Point labeling items:

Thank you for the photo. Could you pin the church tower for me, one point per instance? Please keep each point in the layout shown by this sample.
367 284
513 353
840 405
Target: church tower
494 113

WHAT YOU WILL DO
Rewrite the items above, replacing "church tower" with "steeple" and leaving everything else unchanged.

COMPLETED EXERCISE
Thank you for the photo. Could you pin the steeple for me, one point per instance? Please keep each point in the layout shown by this sample.
367 284
513 353
840 405
Target: steeple
494 113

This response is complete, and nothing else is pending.